TASK PROMPT: Copy the records below, swapping each "rough mask" for "coarse mask" and changing nothing else.

═══ EXERCISE INPUT ═══

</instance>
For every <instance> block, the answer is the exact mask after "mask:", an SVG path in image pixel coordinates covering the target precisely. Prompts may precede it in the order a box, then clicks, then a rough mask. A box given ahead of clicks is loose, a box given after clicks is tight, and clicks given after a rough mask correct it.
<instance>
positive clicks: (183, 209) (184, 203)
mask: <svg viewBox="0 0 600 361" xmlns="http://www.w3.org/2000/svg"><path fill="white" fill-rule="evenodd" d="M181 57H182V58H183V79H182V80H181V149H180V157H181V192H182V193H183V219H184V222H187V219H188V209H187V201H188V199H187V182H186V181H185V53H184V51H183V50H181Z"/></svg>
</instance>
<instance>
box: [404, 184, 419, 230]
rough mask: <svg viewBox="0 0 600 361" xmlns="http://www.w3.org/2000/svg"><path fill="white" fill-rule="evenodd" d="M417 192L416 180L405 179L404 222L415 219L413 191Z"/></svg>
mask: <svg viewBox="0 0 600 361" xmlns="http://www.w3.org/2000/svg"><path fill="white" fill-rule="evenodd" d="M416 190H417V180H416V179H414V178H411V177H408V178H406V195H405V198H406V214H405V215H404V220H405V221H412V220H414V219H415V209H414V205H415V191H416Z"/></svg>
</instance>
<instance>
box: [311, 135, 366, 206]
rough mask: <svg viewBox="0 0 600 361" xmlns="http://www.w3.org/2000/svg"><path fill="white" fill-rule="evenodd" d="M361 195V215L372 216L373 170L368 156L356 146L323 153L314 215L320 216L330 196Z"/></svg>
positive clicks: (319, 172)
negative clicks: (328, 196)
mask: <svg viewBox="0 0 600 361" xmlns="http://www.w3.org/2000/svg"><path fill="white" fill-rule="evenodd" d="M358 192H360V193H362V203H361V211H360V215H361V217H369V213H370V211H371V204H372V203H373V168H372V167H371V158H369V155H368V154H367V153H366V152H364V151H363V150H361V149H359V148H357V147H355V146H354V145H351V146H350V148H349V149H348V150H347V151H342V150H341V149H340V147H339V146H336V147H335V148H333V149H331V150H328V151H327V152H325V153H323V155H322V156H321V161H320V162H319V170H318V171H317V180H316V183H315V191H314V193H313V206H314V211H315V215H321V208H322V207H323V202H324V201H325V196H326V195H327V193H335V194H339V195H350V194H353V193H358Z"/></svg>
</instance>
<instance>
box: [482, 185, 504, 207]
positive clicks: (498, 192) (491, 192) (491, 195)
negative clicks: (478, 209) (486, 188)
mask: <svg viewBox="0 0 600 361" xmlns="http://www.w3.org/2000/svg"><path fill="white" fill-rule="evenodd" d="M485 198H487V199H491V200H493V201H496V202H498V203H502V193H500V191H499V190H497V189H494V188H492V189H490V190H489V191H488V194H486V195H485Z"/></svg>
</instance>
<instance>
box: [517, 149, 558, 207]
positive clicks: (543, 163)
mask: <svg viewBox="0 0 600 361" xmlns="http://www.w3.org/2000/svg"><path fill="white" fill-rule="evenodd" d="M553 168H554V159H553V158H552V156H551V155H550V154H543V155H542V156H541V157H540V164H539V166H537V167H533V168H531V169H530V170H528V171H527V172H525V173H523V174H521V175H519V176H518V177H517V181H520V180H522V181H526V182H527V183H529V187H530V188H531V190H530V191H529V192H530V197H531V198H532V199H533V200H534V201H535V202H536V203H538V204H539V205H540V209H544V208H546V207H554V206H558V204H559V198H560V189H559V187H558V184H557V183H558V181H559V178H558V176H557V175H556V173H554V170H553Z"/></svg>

═══

RESPONSE:
</instance>
For every <instance> block, the answer is the exact mask after "mask:", an SVG path in image pixel coordinates covering the target precisely. Prompts may precede it in the order a box, then clicks, then a coarse mask. A box given ahead of clicks is loose, a box given after clicks is tight, and clicks given after a coarse mask correct it.
<instance>
positive clicks: (183, 209) (184, 203)
mask: <svg viewBox="0 0 600 361" xmlns="http://www.w3.org/2000/svg"><path fill="white" fill-rule="evenodd" d="M181 57H182V58H183V79H182V80H181V149H180V157H181V192H182V193H183V219H184V222H187V219H188V209H187V201H188V199H187V182H186V181H185V53H184V51H183V50H181Z"/></svg>
</instance>
<instance>
box: [404, 184, 419, 230]
coarse mask: <svg viewBox="0 0 600 361" xmlns="http://www.w3.org/2000/svg"><path fill="white" fill-rule="evenodd" d="M417 192L416 180L405 179L404 222L415 219L413 191Z"/></svg>
mask: <svg viewBox="0 0 600 361" xmlns="http://www.w3.org/2000/svg"><path fill="white" fill-rule="evenodd" d="M416 190H417V180H416V179H414V178H411V177H408V178H406V195H405V198H406V214H405V215H404V220H405V221H412V220H414V219H415V209H414V205H415V191H416Z"/></svg>
</instance>
<instance>
box: [311, 135, 366, 206]
coarse mask: <svg viewBox="0 0 600 361" xmlns="http://www.w3.org/2000/svg"><path fill="white" fill-rule="evenodd" d="M361 195V215L372 216L373 170L368 156L356 146L323 153L314 215L320 216L330 196Z"/></svg>
positive clicks: (319, 172)
negative clicks: (328, 196)
mask: <svg viewBox="0 0 600 361" xmlns="http://www.w3.org/2000/svg"><path fill="white" fill-rule="evenodd" d="M358 192H360V193H362V203H361V211H360V215H361V217H369V213H370V211H371V204H372V203H373V168H372V167H371V158H369V155H368V154H367V153H366V152H364V151H363V150H361V149H359V148H357V147H355V146H354V145H351V146H350V148H349V149H348V150H347V151H342V150H341V149H340V147H339V146H336V147H335V148H333V149H331V150H328V151H327V152H325V153H323V155H322V156H321V161H320V162H319V170H318V171H317V180H316V183H315V191H314V193H313V206H314V211H315V215H321V208H322V207H323V202H324V201H325V196H326V195H327V193H335V194H339V195H350V194H353V193H358Z"/></svg>
</instance>
<instance>
box: [482, 185, 504, 207]
positive clicks: (498, 192) (491, 192) (491, 195)
negative clicks: (478, 209) (486, 188)
mask: <svg viewBox="0 0 600 361" xmlns="http://www.w3.org/2000/svg"><path fill="white" fill-rule="evenodd" d="M485 198H487V199H491V200H493V201H496V202H498V203H502V193H500V191H499V190H497V189H494V188H492V189H490V190H489V191H488V194H486V195H485Z"/></svg>
</instance>
<instance>
box: [517, 149, 558, 207]
positive clicks: (543, 163)
mask: <svg viewBox="0 0 600 361" xmlns="http://www.w3.org/2000/svg"><path fill="white" fill-rule="evenodd" d="M553 168H554V159H553V158H552V156H551V155H550V154H543V155H542V156H541V157H540V164H539V166H537V167H533V168H531V169H530V170H528V171H527V172H525V173H523V174H521V175H519V176H518V177H517V181H520V180H522V181H526V182H527V183H529V187H530V188H531V190H530V191H529V192H530V197H531V198H532V199H533V200H534V201H535V202H536V203H538V204H539V205H540V209H544V208H546V207H554V206H558V204H559V198H560V189H559V187H558V184H557V183H558V181H559V178H558V176H557V175H556V173H554V170H553Z"/></svg>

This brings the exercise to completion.